**AIM OF THE TASK**:
Replace "fan guide" with "fan shroud" in the passage on the motor's fan guide, and write out that passage between "In this case, the" and "8 are formed.", inclusive.

In this case, the fan guide 30 also functions as a holding
component which prevents the movement of the stator 8 of the motor
6 in the axis direction and holds the motor 6 while prevents the
rotation of the stator 8 in the rotation direction; for this
reason, stator pressers 34a, 34b which extends in the axis
direction and contacts with the end of the stator 8 are formed.
In two opposing positions on the outer circumference side of the
rear wall surface 31 of the fan guide 30, dents 33a, 33b which dent
forward from the rear wall surface 31 are formed. The dents 33a,
33b are formed to prevent wires wound on the stator 8 from
contacting with the rear wall surface 31 of the fan guide 30. In
four positions near the outer circumference of the rear wall
surface 31, branching passages 35a through 35d which become through
holes for diverging a portion of the air generated by the fan 25
and turning the air to flow back to the motor 6 side are formed.
Most of the air flowing into the fan guide 30 via the ventilation
hole 31a is drawn by the fan 25 rotating in an arrow direction
showing a rotation direction 27 of the fan 25, then is guided to
the outer circumference side by a centrifugal force and flows to
the gear case 3 side via exhaust holes (described below by FIG. 5)
formed on the outer circumference side of the bearing holder
40.

**DATA SEGMENT**:

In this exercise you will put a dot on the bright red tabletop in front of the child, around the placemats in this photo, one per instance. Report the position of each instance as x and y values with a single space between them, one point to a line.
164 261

**EXPECTED ANSWER**:
In this case, the fan shroud 30 also functions as a holding
component which prevents the movement of the stator 8 of the motor
6 in the axis direction and holds the motor 6 while prevents the
rotation of the stator 8 in the rotation direction; for this
reason, stator pressers 34a, 34b which extends in the axis
direction and contacts with the end of the stator 8 are formed.